-- Goal --
Copy the line with "Please pick out the door" and all lines following it through the last line of the entries, exactly as written.

-- Source records --

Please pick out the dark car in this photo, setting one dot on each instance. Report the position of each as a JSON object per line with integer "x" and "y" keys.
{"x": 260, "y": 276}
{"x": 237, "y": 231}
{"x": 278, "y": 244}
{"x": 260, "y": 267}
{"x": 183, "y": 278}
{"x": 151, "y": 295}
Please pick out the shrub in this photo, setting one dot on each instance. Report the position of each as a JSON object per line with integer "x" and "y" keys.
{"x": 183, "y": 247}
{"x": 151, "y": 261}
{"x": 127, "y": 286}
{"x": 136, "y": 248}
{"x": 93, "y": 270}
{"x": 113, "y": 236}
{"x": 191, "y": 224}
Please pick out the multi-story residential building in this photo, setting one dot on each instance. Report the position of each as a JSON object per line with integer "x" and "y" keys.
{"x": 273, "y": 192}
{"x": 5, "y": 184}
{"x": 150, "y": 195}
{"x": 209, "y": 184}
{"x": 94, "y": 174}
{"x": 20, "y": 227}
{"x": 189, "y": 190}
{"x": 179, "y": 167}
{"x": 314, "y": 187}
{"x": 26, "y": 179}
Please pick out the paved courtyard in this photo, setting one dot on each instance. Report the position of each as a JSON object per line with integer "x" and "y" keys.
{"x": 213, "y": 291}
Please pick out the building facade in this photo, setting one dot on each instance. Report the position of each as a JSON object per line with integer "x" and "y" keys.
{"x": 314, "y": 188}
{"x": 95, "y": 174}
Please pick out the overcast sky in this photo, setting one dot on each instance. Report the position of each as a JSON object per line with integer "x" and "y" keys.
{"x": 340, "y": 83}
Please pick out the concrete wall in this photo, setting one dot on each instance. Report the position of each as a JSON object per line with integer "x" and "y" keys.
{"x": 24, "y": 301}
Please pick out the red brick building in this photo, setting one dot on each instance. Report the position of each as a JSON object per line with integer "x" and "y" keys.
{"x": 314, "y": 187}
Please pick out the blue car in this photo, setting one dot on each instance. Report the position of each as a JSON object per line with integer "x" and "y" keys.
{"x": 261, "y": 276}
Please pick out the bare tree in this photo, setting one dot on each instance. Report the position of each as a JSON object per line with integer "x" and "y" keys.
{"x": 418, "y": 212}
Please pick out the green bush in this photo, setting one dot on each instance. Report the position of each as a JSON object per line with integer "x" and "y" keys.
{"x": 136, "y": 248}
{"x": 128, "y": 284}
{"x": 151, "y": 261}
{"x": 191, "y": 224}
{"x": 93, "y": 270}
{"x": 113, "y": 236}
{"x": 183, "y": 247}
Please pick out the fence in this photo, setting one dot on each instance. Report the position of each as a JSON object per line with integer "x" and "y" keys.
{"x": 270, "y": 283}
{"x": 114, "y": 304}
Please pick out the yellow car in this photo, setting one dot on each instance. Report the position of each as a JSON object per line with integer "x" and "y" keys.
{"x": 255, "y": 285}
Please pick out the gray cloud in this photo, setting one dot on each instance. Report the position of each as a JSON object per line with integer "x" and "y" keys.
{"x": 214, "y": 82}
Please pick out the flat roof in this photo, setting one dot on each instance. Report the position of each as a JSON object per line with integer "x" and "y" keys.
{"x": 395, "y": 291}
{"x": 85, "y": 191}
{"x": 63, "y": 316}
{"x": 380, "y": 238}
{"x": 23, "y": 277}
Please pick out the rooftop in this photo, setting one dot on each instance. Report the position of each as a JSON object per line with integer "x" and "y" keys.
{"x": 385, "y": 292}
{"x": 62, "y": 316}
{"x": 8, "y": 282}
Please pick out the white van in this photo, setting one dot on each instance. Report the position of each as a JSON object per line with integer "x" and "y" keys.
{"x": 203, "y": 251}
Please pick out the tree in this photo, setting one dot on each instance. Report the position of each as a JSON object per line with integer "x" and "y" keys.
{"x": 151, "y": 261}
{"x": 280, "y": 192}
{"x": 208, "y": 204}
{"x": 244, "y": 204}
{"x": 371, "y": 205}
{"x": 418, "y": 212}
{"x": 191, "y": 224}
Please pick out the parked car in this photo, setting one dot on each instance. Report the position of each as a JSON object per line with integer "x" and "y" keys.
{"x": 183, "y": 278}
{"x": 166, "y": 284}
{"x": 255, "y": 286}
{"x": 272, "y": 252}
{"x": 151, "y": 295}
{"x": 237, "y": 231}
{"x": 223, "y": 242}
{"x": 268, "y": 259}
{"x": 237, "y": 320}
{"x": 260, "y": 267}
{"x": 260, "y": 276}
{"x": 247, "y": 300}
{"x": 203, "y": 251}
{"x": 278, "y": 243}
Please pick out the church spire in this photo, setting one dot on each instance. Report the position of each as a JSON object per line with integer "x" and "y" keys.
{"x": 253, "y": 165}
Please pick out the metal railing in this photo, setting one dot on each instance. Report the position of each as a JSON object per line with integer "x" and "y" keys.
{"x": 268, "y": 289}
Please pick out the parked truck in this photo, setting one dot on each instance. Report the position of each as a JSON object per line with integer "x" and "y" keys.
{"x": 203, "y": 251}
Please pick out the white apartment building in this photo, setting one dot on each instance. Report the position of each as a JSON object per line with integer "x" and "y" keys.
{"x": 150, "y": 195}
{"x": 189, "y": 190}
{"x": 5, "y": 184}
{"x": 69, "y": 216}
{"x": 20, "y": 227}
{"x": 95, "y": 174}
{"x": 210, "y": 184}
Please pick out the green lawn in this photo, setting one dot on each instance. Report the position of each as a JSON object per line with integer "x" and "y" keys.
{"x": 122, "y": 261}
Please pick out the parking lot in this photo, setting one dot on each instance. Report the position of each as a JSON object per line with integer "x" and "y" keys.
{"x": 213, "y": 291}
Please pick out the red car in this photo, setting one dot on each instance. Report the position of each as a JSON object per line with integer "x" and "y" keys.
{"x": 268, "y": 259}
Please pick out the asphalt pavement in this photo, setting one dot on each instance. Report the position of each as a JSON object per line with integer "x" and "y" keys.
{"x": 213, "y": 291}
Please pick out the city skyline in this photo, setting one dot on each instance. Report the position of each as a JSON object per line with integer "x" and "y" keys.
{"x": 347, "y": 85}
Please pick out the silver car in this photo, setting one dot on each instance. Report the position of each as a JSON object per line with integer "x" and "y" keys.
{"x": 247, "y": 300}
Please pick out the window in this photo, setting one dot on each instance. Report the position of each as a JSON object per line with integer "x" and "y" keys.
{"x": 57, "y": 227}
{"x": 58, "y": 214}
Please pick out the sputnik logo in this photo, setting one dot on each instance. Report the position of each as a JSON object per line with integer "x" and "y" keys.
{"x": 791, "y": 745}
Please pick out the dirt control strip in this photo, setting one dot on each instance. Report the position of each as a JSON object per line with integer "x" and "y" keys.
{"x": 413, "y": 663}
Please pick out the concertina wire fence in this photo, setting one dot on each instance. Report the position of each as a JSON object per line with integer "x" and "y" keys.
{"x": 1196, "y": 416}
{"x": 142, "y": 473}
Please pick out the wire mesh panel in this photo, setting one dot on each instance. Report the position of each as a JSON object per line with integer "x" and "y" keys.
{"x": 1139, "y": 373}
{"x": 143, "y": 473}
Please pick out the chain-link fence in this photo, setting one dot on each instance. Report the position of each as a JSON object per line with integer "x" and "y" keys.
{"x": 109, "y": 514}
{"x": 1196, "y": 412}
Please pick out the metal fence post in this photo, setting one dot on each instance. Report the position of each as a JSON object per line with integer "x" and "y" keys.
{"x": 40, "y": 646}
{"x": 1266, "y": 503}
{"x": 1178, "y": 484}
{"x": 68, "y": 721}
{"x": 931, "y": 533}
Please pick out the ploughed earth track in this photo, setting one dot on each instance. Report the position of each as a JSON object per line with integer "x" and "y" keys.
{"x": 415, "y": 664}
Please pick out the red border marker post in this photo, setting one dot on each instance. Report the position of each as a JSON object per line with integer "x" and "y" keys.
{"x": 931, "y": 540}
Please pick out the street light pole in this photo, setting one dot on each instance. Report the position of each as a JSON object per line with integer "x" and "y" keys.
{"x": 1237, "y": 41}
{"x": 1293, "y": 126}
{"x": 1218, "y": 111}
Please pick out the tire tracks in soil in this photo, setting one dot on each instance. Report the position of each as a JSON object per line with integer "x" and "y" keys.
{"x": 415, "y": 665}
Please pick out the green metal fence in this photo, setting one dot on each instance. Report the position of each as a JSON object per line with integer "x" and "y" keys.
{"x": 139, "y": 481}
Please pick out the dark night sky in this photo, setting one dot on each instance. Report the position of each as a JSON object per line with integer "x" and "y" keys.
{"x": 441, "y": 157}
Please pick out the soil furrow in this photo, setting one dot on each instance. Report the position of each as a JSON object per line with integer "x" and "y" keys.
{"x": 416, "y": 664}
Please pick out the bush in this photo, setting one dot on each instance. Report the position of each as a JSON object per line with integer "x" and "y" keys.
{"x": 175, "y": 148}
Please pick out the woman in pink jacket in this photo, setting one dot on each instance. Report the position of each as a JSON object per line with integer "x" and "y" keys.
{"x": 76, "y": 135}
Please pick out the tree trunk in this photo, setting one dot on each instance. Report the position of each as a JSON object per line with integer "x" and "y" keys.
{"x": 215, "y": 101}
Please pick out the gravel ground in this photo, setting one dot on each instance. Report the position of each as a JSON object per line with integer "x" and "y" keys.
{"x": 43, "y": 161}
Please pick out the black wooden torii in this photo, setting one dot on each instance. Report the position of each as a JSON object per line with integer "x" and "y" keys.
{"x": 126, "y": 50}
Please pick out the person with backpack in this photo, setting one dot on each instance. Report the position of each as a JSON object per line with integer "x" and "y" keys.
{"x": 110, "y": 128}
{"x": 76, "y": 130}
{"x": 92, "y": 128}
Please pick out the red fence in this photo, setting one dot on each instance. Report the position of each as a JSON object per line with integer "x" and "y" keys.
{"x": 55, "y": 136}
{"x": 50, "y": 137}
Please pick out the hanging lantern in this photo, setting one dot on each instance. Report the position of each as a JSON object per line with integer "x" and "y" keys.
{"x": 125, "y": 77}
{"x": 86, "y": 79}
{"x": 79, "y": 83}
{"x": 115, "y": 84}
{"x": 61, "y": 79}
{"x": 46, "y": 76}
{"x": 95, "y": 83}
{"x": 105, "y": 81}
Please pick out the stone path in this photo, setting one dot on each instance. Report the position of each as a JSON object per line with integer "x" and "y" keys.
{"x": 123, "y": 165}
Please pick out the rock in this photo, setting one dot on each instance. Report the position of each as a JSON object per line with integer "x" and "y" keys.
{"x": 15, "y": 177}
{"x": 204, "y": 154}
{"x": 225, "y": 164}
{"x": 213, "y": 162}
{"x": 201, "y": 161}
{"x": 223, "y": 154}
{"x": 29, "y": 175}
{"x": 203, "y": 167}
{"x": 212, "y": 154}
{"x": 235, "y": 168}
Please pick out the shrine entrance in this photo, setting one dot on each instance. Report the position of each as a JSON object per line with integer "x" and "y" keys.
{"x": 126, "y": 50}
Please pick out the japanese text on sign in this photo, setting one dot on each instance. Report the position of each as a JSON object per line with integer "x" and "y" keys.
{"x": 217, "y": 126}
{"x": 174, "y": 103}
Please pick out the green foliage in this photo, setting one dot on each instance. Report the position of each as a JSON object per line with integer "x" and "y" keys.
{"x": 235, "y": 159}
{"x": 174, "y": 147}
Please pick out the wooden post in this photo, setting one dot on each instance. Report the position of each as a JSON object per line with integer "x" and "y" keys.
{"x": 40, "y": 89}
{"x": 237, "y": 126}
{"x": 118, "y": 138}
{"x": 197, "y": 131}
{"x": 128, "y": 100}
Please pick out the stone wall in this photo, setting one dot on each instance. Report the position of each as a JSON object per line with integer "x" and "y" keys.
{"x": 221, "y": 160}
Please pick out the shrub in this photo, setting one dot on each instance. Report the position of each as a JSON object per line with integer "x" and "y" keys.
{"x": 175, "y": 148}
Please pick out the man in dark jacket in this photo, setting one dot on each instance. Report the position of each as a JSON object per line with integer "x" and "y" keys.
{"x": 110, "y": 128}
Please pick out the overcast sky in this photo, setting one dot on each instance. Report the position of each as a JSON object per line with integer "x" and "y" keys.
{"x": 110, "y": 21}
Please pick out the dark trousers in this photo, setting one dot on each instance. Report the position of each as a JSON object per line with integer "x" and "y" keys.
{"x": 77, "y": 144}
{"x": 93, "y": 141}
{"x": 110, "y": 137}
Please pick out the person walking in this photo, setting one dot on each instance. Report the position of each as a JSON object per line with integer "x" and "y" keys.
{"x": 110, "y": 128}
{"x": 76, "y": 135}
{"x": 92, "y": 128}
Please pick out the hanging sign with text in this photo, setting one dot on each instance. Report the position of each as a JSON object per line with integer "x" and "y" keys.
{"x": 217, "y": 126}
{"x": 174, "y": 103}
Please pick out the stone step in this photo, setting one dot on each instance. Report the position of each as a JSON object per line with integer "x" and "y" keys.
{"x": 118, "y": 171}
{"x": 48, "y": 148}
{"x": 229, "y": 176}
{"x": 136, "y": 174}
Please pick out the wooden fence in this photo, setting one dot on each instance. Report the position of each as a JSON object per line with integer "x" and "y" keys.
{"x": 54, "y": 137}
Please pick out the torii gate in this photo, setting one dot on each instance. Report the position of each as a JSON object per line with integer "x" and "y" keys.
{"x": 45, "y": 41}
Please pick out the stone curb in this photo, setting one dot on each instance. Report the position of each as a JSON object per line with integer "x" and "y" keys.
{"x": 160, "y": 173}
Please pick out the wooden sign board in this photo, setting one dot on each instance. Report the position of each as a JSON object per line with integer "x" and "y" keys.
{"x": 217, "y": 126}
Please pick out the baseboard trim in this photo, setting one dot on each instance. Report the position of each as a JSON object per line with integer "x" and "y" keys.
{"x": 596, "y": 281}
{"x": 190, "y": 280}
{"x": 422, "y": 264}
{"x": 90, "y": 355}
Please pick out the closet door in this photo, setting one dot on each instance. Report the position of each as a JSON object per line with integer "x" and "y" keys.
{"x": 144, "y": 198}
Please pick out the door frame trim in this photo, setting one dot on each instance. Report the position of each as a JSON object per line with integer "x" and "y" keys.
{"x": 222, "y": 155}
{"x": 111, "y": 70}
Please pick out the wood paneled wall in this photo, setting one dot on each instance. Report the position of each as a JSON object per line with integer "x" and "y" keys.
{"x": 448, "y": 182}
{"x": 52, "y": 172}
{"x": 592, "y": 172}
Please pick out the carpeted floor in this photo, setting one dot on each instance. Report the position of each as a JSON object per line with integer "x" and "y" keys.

-- Output for this task --
Please pick out the door frame trim in this photo, setting one dot on each instance. Report the position of each as a JSON object per line with integer "x" and "y" keys.
{"x": 222, "y": 155}
{"x": 111, "y": 70}
Please pick out the wood paneled wall in this photo, setting one dot on each instance. Report the position of each as a JSON object per line with integer "x" and "y" keys.
{"x": 448, "y": 182}
{"x": 52, "y": 172}
{"x": 592, "y": 172}
Please pick out the carpeted floor in this photo, setting one dot on each instance. Report the position of each as a JSON object per line with integer "x" and "y" keys.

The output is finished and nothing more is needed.